## What you should do
Only an exact repetition of the lines from the one that holds "Pick out the puppy's black" to the end of the records is wanted.

[Stored data entries]
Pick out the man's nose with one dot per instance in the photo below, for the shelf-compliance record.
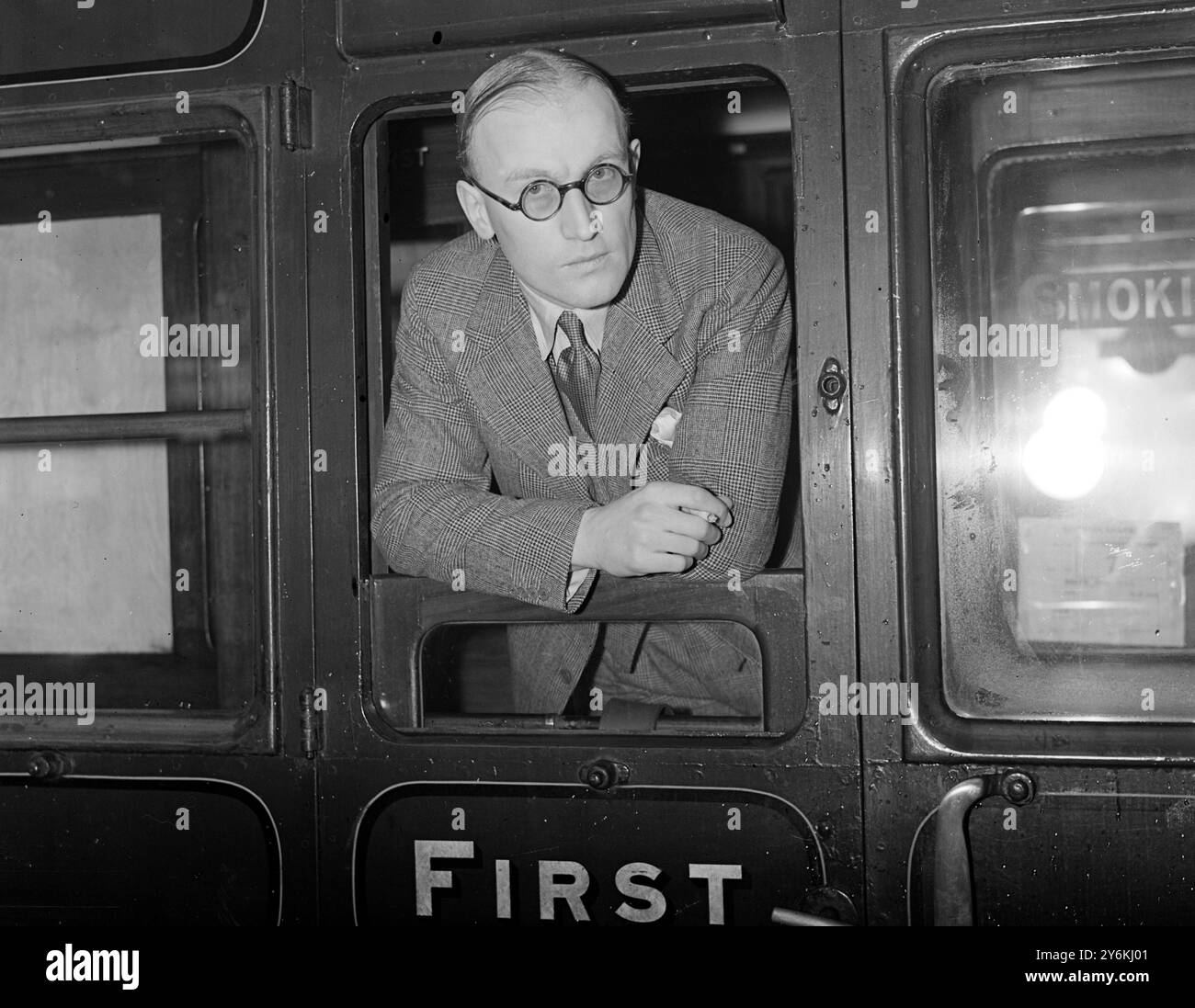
(576, 215)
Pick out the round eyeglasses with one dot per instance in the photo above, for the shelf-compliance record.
(541, 199)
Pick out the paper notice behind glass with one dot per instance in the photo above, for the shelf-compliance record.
(1112, 583)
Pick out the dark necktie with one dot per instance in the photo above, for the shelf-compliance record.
(577, 369)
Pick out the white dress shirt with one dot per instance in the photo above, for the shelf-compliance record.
(545, 317)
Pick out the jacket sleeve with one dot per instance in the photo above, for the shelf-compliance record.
(733, 437)
(433, 511)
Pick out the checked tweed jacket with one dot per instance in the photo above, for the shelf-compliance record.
(704, 326)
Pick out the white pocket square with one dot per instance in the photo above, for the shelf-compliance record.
(664, 427)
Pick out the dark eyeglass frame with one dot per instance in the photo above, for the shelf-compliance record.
(563, 190)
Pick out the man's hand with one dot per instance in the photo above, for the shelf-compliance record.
(658, 528)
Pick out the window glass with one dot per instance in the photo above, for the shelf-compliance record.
(1064, 262)
(126, 461)
(725, 148)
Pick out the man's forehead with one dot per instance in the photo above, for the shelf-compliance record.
(529, 124)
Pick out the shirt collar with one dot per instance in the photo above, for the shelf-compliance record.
(545, 314)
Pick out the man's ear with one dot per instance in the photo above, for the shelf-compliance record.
(471, 202)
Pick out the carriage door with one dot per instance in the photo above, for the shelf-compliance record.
(1043, 331)
(442, 800)
(154, 610)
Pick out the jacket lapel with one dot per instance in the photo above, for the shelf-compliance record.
(637, 371)
(508, 379)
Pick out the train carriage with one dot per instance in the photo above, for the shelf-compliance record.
(219, 705)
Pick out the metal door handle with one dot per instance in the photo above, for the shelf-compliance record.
(952, 899)
(795, 917)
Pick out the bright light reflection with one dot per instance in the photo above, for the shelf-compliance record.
(1076, 410)
(1064, 458)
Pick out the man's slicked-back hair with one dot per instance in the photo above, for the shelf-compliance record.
(529, 75)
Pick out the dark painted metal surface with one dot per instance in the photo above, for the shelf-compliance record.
(258, 749)
(856, 232)
(533, 853)
(1060, 872)
(815, 767)
(377, 28)
(86, 39)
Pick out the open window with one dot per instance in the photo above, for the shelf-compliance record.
(128, 470)
(441, 660)
(1059, 379)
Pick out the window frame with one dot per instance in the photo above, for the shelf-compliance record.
(379, 628)
(150, 132)
(942, 733)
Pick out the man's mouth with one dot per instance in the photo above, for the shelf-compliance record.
(588, 260)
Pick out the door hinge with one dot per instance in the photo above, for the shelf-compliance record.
(311, 721)
(295, 115)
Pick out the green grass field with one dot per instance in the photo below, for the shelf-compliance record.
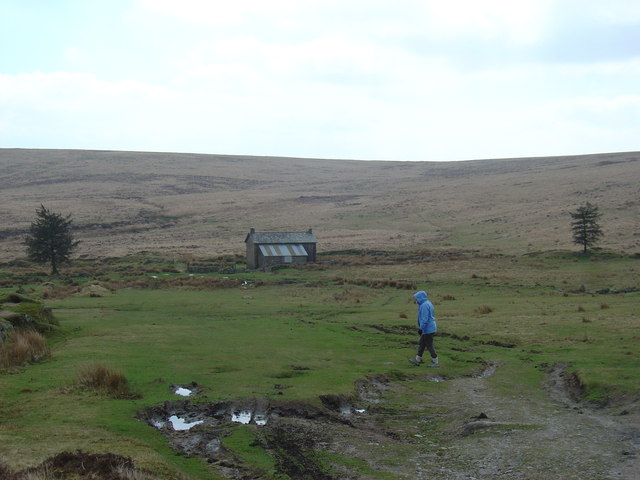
(310, 332)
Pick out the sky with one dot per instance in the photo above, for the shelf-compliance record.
(415, 80)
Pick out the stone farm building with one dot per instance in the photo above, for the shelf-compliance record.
(266, 249)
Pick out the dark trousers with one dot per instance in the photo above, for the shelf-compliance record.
(426, 342)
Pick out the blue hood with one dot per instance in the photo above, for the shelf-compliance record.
(421, 297)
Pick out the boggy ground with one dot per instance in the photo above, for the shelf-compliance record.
(464, 430)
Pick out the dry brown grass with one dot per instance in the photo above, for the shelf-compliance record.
(484, 310)
(104, 380)
(204, 205)
(23, 347)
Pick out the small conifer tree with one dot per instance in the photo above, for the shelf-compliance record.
(584, 226)
(50, 239)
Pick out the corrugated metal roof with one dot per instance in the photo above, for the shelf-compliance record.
(282, 237)
(282, 250)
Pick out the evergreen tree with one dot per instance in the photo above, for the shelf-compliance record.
(50, 239)
(585, 228)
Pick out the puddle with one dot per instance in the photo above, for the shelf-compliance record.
(186, 390)
(183, 392)
(243, 417)
(179, 424)
(488, 371)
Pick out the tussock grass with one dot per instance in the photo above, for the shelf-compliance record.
(484, 310)
(23, 347)
(105, 380)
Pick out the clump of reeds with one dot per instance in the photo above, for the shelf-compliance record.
(105, 380)
(23, 347)
(483, 310)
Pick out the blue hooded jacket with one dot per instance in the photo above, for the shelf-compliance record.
(426, 315)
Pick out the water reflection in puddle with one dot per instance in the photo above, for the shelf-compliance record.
(183, 392)
(243, 417)
(180, 423)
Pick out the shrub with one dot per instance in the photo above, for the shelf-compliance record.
(105, 380)
(23, 347)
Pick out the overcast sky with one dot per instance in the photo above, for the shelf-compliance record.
(360, 79)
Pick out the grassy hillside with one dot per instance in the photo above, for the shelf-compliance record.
(305, 344)
(126, 202)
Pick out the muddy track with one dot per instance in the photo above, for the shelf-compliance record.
(468, 429)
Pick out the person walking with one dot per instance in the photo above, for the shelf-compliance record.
(426, 329)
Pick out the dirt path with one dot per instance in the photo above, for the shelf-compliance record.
(469, 428)
(493, 435)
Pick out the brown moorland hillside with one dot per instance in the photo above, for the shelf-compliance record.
(127, 202)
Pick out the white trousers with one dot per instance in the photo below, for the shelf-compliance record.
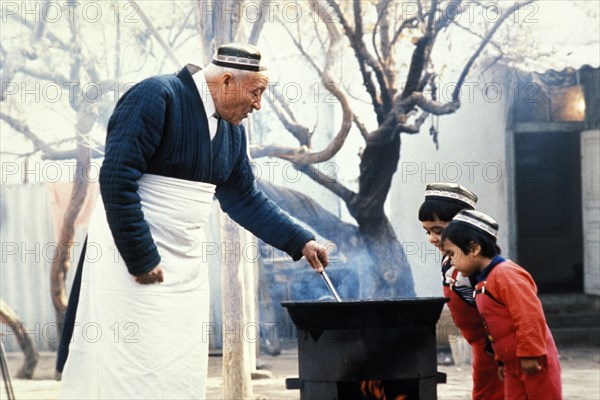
(134, 341)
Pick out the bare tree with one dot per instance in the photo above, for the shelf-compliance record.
(63, 53)
(8, 317)
(373, 32)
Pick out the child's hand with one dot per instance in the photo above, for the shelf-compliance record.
(530, 365)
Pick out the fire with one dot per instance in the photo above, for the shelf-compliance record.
(375, 389)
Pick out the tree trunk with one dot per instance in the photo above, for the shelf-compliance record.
(60, 262)
(236, 371)
(391, 273)
(8, 317)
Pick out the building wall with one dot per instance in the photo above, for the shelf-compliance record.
(474, 152)
(590, 186)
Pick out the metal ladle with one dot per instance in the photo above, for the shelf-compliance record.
(330, 286)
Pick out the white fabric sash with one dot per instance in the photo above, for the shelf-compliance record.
(145, 341)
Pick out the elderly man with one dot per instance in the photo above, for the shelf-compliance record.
(174, 141)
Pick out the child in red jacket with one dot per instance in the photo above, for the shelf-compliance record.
(506, 297)
(442, 202)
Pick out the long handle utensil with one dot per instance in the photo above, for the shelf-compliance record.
(330, 286)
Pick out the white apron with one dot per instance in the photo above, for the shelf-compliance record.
(134, 341)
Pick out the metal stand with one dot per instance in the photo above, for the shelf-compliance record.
(6, 374)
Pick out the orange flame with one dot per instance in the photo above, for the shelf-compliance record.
(376, 389)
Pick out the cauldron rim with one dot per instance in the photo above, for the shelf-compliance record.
(369, 313)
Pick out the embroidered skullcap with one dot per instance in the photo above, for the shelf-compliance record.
(478, 221)
(450, 192)
(239, 56)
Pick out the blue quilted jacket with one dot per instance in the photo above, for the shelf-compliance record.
(159, 126)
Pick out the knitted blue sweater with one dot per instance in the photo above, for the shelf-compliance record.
(159, 126)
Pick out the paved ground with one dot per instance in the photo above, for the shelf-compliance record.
(580, 376)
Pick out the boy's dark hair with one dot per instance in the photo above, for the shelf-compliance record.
(444, 200)
(462, 236)
(444, 210)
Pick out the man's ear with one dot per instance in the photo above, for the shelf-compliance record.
(226, 79)
(475, 248)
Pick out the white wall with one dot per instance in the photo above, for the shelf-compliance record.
(590, 173)
(472, 152)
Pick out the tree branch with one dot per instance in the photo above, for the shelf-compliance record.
(414, 128)
(362, 56)
(361, 127)
(327, 181)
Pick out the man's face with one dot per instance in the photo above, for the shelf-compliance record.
(239, 98)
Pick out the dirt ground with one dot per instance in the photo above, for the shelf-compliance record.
(580, 377)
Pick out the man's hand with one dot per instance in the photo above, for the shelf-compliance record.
(152, 276)
(530, 365)
(316, 255)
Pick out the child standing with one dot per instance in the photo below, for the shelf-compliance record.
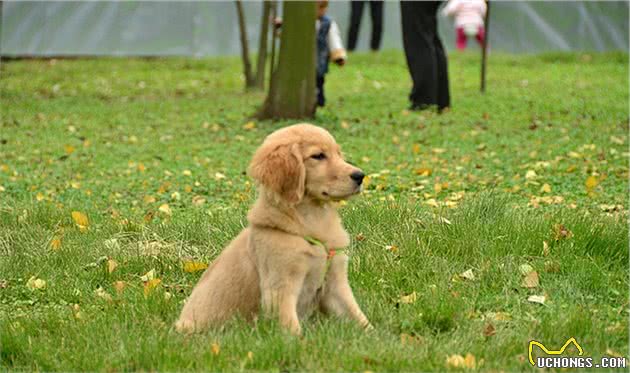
(329, 47)
(469, 20)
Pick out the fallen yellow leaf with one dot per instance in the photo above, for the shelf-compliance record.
(215, 348)
(55, 243)
(35, 283)
(540, 299)
(192, 266)
(101, 293)
(591, 183)
(81, 220)
(468, 275)
(111, 265)
(165, 209)
(148, 276)
(69, 149)
(411, 340)
(150, 285)
(546, 188)
(423, 171)
(119, 286)
(408, 299)
(530, 280)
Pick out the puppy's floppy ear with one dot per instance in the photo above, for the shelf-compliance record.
(280, 168)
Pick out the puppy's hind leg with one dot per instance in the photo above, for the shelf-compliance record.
(280, 298)
(338, 298)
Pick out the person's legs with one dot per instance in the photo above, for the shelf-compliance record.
(376, 13)
(481, 35)
(356, 12)
(461, 38)
(321, 100)
(443, 95)
(418, 29)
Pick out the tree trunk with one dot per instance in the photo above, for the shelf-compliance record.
(484, 48)
(247, 66)
(262, 46)
(274, 34)
(292, 91)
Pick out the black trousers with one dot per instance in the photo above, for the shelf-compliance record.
(425, 54)
(356, 13)
(321, 100)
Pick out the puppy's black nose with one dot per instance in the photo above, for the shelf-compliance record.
(357, 176)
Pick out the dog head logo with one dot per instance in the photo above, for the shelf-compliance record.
(553, 352)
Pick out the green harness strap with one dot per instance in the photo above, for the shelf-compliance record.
(330, 254)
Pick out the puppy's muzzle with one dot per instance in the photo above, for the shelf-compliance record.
(357, 176)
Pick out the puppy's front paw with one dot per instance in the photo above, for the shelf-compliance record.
(185, 326)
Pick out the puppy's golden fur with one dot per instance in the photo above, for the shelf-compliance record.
(270, 265)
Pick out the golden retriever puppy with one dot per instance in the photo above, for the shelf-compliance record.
(289, 260)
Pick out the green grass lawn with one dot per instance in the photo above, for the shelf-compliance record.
(530, 177)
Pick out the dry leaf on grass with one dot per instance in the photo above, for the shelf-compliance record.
(192, 266)
(561, 232)
(101, 293)
(55, 244)
(525, 269)
(458, 361)
(540, 299)
(489, 330)
(150, 285)
(119, 286)
(411, 340)
(81, 220)
(35, 283)
(408, 299)
(215, 348)
(530, 280)
(165, 209)
(468, 275)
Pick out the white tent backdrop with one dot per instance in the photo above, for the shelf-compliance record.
(142, 28)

## Your solution
Pick out the puppy's black nose with one dot per instance in the photo above, for the shelf-compliance record.
(357, 176)
Pick out the dog head logo with one dot per instance in the photo above, for the shelf-compliance record.
(553, 352)
Pick out the green harness strap with one dot per instance in the photo above, for the shelf-compliance record.
(330, 254)
Pick out the puppy's muzzle with one dot per instance in the photo above, for the shelf-compliance record.
(357, 176)
Pick out the puppy's front paw with one dot per instance in the photo above, for the shelf-compliance record.
(185, 326)
Pick out the puppy's golden fur with one dot per instance in the photo above, for the shelf-compliance record.
(270, 265)
Pick out the golden retriever puppy with one dot per instance in the photo above, for the shelf-compliance record.
(289, 260)
Pick out the green grass lawn with one dot per instance in the photo above, for the shelf-compliance record.
(530, 177)
Pick out the dry leaf on grass with one dot per instance in the photo above, for the shelf-compliance record.
(192, 266)
(561, 232)
(101, 293)
(55, 244)
(525, 269)
(458, 361)
(540, 299)
(489, 330)
(150, 285)
(119, 286)
(411, 340)
(81, 220)
(35, 283)
(408, 299)
(215, 348)
(530, 280)
(165, 209)
(468, 275)
Pick out the white tent backdrop with one dot per instance in the photo above, for the shelf-compliance record.
(142, 28)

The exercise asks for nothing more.